- What is being asked: The word to look for is "panel". Report every line of the entries below that has it.

::::

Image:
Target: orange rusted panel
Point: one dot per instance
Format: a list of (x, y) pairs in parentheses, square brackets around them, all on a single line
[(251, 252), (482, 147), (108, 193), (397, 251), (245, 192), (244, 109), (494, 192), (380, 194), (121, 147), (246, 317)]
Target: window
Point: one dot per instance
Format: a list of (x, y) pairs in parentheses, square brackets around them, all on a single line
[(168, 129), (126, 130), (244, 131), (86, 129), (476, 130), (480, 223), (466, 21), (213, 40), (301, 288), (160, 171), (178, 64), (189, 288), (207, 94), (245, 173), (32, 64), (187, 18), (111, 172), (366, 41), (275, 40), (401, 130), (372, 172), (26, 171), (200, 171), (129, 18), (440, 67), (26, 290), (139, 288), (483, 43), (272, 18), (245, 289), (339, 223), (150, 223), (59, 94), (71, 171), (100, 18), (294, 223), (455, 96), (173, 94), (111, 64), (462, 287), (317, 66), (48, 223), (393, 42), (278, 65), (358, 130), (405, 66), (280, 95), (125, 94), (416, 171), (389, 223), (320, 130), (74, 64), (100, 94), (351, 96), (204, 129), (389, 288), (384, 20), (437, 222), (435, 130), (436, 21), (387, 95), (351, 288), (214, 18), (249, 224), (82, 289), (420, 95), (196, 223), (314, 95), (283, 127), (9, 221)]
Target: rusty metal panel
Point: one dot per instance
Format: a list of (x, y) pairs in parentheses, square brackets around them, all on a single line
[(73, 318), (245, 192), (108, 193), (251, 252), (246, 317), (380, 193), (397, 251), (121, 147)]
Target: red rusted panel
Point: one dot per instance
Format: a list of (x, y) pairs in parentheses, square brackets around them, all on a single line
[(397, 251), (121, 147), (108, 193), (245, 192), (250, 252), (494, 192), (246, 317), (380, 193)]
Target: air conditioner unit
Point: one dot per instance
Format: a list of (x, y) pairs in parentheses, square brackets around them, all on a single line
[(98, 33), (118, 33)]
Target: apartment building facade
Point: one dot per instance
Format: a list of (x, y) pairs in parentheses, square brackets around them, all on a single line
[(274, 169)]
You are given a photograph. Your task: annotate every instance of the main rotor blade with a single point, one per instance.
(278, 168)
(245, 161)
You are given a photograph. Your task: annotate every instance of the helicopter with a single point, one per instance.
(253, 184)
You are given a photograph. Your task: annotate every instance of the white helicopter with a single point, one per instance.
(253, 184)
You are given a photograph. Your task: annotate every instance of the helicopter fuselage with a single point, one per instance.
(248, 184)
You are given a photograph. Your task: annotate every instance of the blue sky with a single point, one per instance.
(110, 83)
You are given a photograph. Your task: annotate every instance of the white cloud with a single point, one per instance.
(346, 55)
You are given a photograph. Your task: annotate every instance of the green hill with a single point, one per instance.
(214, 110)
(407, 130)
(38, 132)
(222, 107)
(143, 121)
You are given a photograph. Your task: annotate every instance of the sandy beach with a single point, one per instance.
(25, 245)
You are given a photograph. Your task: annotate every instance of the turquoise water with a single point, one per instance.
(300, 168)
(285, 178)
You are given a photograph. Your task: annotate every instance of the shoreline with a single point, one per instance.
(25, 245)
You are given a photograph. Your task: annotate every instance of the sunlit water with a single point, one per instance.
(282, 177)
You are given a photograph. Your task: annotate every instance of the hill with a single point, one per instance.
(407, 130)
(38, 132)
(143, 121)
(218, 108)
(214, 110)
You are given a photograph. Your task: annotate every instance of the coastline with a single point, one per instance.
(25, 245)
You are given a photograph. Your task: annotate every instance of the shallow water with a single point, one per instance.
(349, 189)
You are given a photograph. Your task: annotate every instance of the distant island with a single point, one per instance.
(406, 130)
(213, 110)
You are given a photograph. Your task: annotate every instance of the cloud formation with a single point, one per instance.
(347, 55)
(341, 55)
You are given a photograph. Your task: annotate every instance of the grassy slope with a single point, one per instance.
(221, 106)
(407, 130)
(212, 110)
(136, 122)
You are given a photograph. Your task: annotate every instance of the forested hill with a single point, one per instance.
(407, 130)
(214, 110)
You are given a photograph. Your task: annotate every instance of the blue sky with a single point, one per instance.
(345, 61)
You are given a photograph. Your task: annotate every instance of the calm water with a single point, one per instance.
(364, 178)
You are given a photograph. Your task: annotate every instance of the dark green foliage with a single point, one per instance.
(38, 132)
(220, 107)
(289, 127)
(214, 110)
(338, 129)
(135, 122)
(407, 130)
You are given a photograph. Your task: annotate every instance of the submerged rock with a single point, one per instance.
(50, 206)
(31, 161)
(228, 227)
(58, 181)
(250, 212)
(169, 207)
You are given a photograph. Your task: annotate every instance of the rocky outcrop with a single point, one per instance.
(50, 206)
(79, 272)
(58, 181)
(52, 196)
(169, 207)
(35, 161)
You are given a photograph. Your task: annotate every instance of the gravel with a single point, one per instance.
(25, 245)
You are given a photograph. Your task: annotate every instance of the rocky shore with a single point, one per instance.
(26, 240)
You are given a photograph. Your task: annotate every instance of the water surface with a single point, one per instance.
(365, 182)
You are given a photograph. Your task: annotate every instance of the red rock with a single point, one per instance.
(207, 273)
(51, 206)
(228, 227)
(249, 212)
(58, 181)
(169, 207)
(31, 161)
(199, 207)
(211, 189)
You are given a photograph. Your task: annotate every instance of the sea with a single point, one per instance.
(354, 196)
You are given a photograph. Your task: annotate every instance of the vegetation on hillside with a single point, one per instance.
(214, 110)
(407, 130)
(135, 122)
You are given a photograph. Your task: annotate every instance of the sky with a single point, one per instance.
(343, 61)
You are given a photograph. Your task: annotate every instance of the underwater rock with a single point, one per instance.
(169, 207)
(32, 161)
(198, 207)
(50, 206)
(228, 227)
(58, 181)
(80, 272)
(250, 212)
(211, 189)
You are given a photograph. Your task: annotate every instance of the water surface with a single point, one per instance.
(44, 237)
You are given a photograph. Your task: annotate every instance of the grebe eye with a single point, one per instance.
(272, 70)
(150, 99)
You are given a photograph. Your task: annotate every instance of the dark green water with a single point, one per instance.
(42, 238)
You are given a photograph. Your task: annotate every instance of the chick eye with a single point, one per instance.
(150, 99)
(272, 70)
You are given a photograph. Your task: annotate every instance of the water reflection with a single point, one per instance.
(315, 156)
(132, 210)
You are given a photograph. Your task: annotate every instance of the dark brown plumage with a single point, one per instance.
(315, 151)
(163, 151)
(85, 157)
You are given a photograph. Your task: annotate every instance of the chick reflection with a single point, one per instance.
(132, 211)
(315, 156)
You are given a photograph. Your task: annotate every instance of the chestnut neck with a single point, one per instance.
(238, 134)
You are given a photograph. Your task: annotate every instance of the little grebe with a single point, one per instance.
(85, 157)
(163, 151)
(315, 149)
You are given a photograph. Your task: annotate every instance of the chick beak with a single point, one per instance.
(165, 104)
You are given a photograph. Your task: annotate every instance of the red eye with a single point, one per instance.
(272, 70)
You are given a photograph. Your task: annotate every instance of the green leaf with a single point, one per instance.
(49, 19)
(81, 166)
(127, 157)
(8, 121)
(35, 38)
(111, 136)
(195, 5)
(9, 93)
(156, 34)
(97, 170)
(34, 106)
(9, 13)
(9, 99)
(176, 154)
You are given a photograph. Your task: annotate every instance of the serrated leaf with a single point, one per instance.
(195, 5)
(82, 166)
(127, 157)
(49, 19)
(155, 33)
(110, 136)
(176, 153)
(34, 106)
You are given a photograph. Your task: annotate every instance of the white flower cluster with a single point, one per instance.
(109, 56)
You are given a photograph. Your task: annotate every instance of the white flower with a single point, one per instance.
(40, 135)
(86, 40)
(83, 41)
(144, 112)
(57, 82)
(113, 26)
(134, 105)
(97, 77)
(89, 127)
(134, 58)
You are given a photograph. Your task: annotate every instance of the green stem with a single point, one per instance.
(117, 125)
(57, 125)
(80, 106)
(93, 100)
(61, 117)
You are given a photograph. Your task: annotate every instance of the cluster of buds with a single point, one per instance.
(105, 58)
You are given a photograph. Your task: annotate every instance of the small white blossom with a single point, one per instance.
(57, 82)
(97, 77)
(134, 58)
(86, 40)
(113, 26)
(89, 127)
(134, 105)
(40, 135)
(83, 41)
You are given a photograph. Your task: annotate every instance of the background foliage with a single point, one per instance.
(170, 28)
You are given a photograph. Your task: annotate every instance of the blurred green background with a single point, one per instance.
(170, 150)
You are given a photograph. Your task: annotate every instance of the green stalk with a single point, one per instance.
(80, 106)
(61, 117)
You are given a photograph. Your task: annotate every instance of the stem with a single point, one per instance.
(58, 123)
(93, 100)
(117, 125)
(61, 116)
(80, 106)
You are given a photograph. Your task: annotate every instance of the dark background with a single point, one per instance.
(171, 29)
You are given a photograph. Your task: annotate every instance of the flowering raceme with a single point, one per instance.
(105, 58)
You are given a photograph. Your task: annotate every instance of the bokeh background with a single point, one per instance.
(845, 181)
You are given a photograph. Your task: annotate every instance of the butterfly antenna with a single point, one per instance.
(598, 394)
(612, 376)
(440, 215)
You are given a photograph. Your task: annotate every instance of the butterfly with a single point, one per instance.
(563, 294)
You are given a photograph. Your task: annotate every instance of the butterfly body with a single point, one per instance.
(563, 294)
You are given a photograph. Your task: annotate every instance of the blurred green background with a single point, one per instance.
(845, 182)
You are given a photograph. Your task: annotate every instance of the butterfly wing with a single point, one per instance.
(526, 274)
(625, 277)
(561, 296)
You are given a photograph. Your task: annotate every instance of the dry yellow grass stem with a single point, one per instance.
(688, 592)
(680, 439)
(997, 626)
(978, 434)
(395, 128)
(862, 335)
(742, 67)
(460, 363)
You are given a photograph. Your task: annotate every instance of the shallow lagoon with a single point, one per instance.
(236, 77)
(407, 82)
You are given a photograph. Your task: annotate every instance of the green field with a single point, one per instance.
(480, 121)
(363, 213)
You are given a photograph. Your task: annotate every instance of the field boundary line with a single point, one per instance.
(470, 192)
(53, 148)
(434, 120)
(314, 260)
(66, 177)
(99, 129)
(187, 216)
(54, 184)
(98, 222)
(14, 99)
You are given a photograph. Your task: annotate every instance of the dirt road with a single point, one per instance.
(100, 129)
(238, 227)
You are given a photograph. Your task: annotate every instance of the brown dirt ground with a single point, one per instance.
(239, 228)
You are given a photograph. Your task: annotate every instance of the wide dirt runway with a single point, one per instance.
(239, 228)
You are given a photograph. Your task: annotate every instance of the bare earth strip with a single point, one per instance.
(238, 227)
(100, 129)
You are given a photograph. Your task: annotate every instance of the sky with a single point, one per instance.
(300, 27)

::::

- Expected answer:
Target: orange rusted panel
Target: rusty metal panel
Target: red rusted panel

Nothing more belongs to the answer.